:: Actions à réaliser ::
1/ Dans le texte sur la relation banque-entreprise, à quoi les banques sont-elles comparées ?
2/ Transcrivez tout le passage du texte sur la relation banque-entreprise, de « 2e Partie et » jusqu'à « des autres ? ».

:: Extrait à lire ::

Par : Rachid Sekak
(Économiste)
2e Partie et fin
Une réforme de fond du secteur bancaire en vue de sa modernisation s’impose. Pour la prise en charge de ce défi, il n’existe pas de solution unique, solitaire, mais des mesures conjointes et cohérentes.
La relation banque-entreprise
Dans ma pratique quotidienne ou lors d’échanges avec les participants à mes séminaires de formation, j’ai pu constater que les entraves perçues par les banques et les entreprises à une meilleure intermédiation bancaire étaient nombreuses.
Il est néanmoins important de relever que ces constats, ces “feelings” sur la relation banque-entreprise n’étaient pas en Algérie bien différents de ceux rencontrés dans d’autres pays, bien que, souvent, d’intensité plus grande chez nous.
Quels sont les griefs des uns et des autres ?
Les critiques des entreprises vis-à-vis des banques
- La mauvaise connaissance des entreprises et des contraintes qui pèsent sur elles
- La lenteur dans la prise de décision
- L’excès de centralisation et l’opacité des circuits de décision
- Les difficultés à obtenir les motifs d’un refus
- Un traitement identique de la PME et de la grande entreprise en matière d’exigence d’information / absence de différenciation dans le traitement des dossiers
- Une trop grande frilosité dans la prise de risque et le sentiment d’un soupçon systématique à leur égard
- Des exigences trop fortes en matière de garanties. Religion des garanties. Les banques sont comparées à des prêteurs à gage.
- Trop forte rotation des interlocuteurs et qualité de ces derniers
- Une faible capacité d’écoute et de conseil
- Opacité de la grille tarifaire
Les critiques des banques vis-à-vis des entreprises
- Les dossiers de demande de financement sont très souvent incomplets, mal renseignés et maturés, et caractérisés par une expression imparfaite des besoins à couvrir
- Les plans d’affaires (business plans) qui sont présentés ne sont pas toujours crédibles et convaincants
- Déficit de projets bancables
- Sous-capitalisation et manque de transparence financière
- Faiblesse de la gouvernance et du management : prédominance des structures familiales, faiblesse des systèmes d’information et donc de la capacité de pilotage et d’anticipation, et modes de gestion archaïques
- Fraude documentaire induisant des risques opérationnels sérieux
- Réactions dans l’urgence et incapacité à produire des données prévisionnelles fiables
- Faible culture bancaire, financière et juridique des dirigeants d’entreprise
- Incapacité à démontrer une bonne connaissance de leurs marchés et de leur environnement
Le contexte semble être celui d’une incompréhension réciproque et d’un manque de communication entre les parties, et les contraintes soulevées ne sont pas insurmontables... si la volonté politique est là et si un effort de formation est déployé pour accroître “la capacité financière” de nos banques et de nos entreprises.

:: Extrait de données ::
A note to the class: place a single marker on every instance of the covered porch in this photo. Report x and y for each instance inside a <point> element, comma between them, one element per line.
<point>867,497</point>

:: Résultats de l'exercice ::
1/ À des prêteurs à gage.

2/
2e Partie et fin
Une réforme de fond du secteur bancaire en vue de sa modernisation s’impose. Pour la prise en charge de ce défi, il n’existe pas de solution unique, solitaire, mais des mesures conjointes et cohérentes.
La relation banque-entreprise
Dans ma pratique quotidienne ou lors d’échanges avec les participants à mes séminaires de formation, j’ai pu constater que les entraves perçues par les banques et les entreprises à une meilleure intermédiation bancaire étaient nombreuses.
Il est néanmoins important de relever que ces constats, ces “feelings” sur la relation banque-entreprise n’étaient pas en Algérie bien différents de ceux rencontrés dans d’autres pays, bien que, souvent, d’intensité plus grande chez nous.
Quels sont les griefs des uns et des autres ?